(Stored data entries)
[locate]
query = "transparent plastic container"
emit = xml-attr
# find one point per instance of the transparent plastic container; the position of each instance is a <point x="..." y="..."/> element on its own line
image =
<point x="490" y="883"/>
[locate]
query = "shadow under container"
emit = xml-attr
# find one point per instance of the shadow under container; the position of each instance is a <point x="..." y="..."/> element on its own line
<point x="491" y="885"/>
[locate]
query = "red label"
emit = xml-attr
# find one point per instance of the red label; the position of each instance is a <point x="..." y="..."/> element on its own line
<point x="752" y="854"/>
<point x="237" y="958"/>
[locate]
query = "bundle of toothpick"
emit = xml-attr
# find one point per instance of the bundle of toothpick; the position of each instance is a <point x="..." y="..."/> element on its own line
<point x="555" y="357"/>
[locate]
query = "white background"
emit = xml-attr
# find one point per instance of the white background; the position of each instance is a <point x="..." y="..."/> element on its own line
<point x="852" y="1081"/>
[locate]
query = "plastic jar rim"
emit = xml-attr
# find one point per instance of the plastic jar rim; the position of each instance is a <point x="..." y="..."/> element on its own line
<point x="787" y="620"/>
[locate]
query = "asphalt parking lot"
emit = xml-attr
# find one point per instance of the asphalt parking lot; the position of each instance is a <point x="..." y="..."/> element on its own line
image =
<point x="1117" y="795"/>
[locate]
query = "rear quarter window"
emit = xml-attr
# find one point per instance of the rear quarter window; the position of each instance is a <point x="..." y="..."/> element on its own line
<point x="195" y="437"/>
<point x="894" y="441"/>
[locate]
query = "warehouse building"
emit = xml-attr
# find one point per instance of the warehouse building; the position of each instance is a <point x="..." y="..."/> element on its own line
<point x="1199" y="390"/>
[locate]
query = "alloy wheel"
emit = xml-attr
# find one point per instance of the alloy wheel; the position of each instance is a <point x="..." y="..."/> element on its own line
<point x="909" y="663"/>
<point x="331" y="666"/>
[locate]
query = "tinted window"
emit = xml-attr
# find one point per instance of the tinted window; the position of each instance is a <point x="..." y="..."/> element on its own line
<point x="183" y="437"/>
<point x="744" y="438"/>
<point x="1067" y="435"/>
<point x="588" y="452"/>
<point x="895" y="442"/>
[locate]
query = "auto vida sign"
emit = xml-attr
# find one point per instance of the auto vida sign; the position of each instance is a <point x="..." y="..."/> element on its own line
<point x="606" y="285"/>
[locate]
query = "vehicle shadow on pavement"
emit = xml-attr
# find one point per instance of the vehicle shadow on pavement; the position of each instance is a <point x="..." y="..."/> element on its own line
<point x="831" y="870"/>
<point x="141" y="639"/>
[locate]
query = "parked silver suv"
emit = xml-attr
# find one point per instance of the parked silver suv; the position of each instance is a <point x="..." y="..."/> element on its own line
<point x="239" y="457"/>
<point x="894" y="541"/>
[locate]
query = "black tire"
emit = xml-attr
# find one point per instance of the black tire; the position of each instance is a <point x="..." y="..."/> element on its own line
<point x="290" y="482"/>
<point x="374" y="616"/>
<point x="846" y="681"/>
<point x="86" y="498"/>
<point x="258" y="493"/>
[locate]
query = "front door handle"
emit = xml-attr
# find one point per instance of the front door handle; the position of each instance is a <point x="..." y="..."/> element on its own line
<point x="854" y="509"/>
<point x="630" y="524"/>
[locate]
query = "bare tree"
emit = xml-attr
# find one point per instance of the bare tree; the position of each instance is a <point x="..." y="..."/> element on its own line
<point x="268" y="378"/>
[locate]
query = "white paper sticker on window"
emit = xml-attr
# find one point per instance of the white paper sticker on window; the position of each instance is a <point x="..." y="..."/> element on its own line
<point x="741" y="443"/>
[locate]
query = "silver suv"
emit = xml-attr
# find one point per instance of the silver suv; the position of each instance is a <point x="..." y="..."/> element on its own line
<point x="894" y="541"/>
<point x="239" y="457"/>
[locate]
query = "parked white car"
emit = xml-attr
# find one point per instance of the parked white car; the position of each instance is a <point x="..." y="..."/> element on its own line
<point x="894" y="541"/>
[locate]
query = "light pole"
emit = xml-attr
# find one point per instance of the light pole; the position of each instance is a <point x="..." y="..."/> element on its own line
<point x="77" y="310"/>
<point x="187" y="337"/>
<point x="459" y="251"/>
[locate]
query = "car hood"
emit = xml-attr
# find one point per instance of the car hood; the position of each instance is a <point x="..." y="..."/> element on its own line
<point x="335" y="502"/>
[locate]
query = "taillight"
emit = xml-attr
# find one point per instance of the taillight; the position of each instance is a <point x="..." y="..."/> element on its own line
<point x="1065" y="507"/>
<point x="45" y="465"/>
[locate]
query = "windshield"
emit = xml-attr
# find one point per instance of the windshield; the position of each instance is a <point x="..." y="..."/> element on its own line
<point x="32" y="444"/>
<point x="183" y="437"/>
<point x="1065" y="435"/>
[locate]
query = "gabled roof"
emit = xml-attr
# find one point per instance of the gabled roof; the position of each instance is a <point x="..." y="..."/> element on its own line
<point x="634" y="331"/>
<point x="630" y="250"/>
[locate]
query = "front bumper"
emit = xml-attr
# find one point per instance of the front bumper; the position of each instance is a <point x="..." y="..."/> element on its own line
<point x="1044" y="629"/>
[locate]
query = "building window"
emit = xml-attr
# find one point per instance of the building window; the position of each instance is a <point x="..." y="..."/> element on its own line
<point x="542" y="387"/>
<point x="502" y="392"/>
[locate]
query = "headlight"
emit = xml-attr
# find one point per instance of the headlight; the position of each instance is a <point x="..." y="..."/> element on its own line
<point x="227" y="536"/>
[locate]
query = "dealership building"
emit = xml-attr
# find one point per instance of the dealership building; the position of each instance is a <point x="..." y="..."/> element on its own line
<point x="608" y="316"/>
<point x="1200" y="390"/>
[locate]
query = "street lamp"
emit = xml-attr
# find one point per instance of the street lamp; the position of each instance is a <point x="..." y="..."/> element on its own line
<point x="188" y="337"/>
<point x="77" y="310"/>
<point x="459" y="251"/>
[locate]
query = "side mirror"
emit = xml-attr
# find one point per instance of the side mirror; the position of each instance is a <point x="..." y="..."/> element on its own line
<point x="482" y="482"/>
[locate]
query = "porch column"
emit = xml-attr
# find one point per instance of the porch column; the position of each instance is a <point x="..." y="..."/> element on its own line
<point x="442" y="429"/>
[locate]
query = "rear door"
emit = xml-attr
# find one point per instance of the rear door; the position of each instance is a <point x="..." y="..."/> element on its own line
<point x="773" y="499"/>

• EXERCISE GOAL: The whole of the data is to be copied out word for word.

• SOLUTION TO THE PROBLEM:
[locate]
query = "transparent plastic container"
emit = xml-attr
# find one point per instance of the transparent plastic container; the position of each instance is a <point x="..." y="..."/> element on its own line
image =
<point x="490" y="883"/>
[locate]
query = "shadow under container"
emit = xml-attr
# find one point per instance of the shadow under container; the position of each instance is a <point x="..." y="..."/> element on its own line
<point x="491" y="885"/>
[locate]
query = "red label"
emit = xml-attr
# find one point per instance of the red label; the position of each instance is a <point x="..." y="..."/> element on its own line
<point x="752" y="854"/>
<point x="237" y="958"/>
[locate]
query = "bundle of toothpick"
emit = xml-attr
# find one point per instance of the bundle of toothpick; the position of each instance is a <point x="..." y="..."/> element on its own line
<point x="555" y="357"/>
[locate]
query = "white background"
emit = xml-attr
# find one point per instance of the white background; the position of each instance is a <point x="..." y="..."/> element on its own line
<point x="852" y="1081"/>
[locate]
query = "plastic jar rim"
emit = xml-attr
# find one point per instance of the plastic jar rim; the position of each instance is a <point x="..." y="..."/> element on its own line
<point x="787" y="620"/>
[locate]
query = "asphalt parking lot"
emit = xml-attr
# find one point per instance of the asphalt parking lot; the position of each instance is a <point x="..." y="..."/> element on its own line
image =
<point x="1117" y="795"/>
[locate]
query = "rear quarter window"
emit = xml-attr
# find one point per instance of the rear quarter window; the position of each instance is a <point x="..." y="..."/> element on its own line
<point x="195" y="437"/>
<point x="894" y="441"/>
[locate]
query = "warehouse building"
emit = xml-attr
# find one point per instance of the warehouse building; the position of each instance is a <point x="..." y="..."/> element on its own line
<point x="1199" y="390"/>
[locate]
query = "alloy wheel"
emit = xml-attr
# find one point per instance of the alloy wheel; the position of each instance is a <point x="..." y="..."/> element on its own line
<point x="909" y="663"/>
<point x="331" y="666"/>
[locate]
query = "tinted window"
emit = xml-attr
# find one point per instance of the tinted window; the position of each instance is a <point x="..." y="..."/> element on its own line
<point x="183" y="437"/>
<point x="744" y="438"/>
<point x="1067" y="435"/>
<point x="588" y="452"/>
<point x="895" y="442"/>
[locate]
query = "auto vida sign"
emit = xml-attr
# find one point per instance of the auto vida sign; the position of each instance is a <point x="..." y="..."/> element on its own line
<point x="606" y="285"/>
[locate]
query = "vehicle shadow on pavement"
emit = xml-attr
# find one point per instance of the vehicle shadow on pavement; the position of each instance is a <point x="..." y="..."/> element on its own line
<point x="831" y="870"/>
<point x="141" y="639"/>
[locate]
query = "parked silver suv"
emit = xml-attr
# find one point per instance of the parked silver suv; the position of each instance is a <point x="..." y="..."/> element on its own line
<point x="239" y="457"/>
<point x="894" y="541"/>
[locate]
query = "black tire"
emit = xml-attr
# find one point per instance of the black tire; the position of each instance is a <point x="..." y="..."/> element on its own line
<point x="290" y="482"/>
<point x="374" y="616"/>
<point x="846" y="681"/>
<point x="86" y="498"/>
<point x="258" y="493"/>
[locate]
query = "front door handle"
emit = xml-attr
# find one point per instance of the front door handle; the position of each instance is a <point x="..." y="..."/> element on its own line
<point x="854" y="509"/>
<point x="630" y="524"/>
[locate]
query = "bare tree"
emit = xml-attr
# find one point per instance of the bare tree; the position of each instance is a <point x="..." y="..."/> element on its own line
<point x="268" y="378"/>
[locate]
query = "white paper sticker on window"
emit = xml-attr
# find one point per instance of the white paper sticker on window; the position of each instance is a <point x="..." y="..."/> element on its own line
<point x="741" y="443"/>
[locate]
query = "silver suv"
emit = xml-attr
# find one point per instance of the silver suv; the position of each instance is a <point x="..." y="..."/> element on its own line
<point x="894" y="541"/>
<point x="239" y="457"/>
[locate]
query = "parked white car"
emit = xml-attr
# find one point per instance of the parked white car; the position of each instance is a <point x="..." y="..."/> element on its own line
<point x="894" y="541"/>
[locate]
query = "light pole"
emit = xml-attr
# find one point per instance of the light pole; the position of each instance is a <point x="..." y="..."/> element on its own line
<point x="77" y="310"/>
<point x="187" y="337"/>
<point x="459" y="251"/>
[locate]
query = "car hood"
emit = xml-attr
# find one point per instance of the car hood; the position of each instance is a <point x="..." y="..."/> element on its own line
<point x="335" y="502"/>
[locate]
query = "taillight"
emit = xml-attr
# find one point per instance of the taillight; the position of each instance is a <point x="..." y="..."/> element on its own line
<point x="1065" y="507"/>
<point x="45" y="465"/>
[locate]
query = "windshield"
emit = xml-attr
# find one point per instance of the windshield; the position of each instance is a <point x="..." y="..."/> element on its own line
<point x="32" y="444"/>
<point x="183" y="437"/>
<point x="1065" y="435"/>
[locate]
query = "gabled roof"
emit = xml-attr
# find one point per instance of the gabled roof; the position of each instance is a <point x="..." y="..."/> element on its own line
<point x="634" y="331"/>
<point x="630" y="250"/>
[locate]
query = "front bumper"
emit = xml-attr
# find one point per instance of the front bumper; the position of each instance is a <point x="..." y="..."/> element on its own line
<point x="1044" y="629"/>
[locate]
query = "building window"
emit = xml-attr
# find one point per instance of the building window; the position of each instance is a <point x="..." y="..."/> element on its own line
<point x="542" y="387"/>
<point x="502" y="392"/>
[locate]
query = "headlight"
emit = xml-attr
# find one point per instance of the headlight; the position of each instance is a <point x="..." y="..."/> element on its own line
<point x="227" y="536"/>
[locate]
query = "dealership building"
emit = xml-attr
# find one point per instance of the dealership building; the position of each instance is a <point x="..." y="..."/> element on its own line
<point x="608" y="316"/>
<point x="1200" y="390"/>
[locate]
query = "street lamp"
emit = xml-attr
# find one point per instance of the street lamp; the position of each instance is a <point x="..." y="..."/> element on its own line
<point x="188" y="337"/>
<point x="77" y="310"/>
<point x="459" y="251"/>
[locate]
query = "side mirror"
emit = xml-attr
# find one point per instance of the side mirror; the position of each instance is a <point x="..." y="..."/> element on its own line
<point x="482" y="482"/>
[locate]
query = "porch column"
emit = xml-attr
# find one point per instance of the porch column; the position of each instance is a <point x="..." y="..."/> element on its own line
<point x="442" y="429"/>
[locate]
query = "rear door"
emit = xml-attr
# find one point per instance of the rear door; the position of each instance is a <point x="..." y="..."/> element on its own line
<point x="773" y="499"/>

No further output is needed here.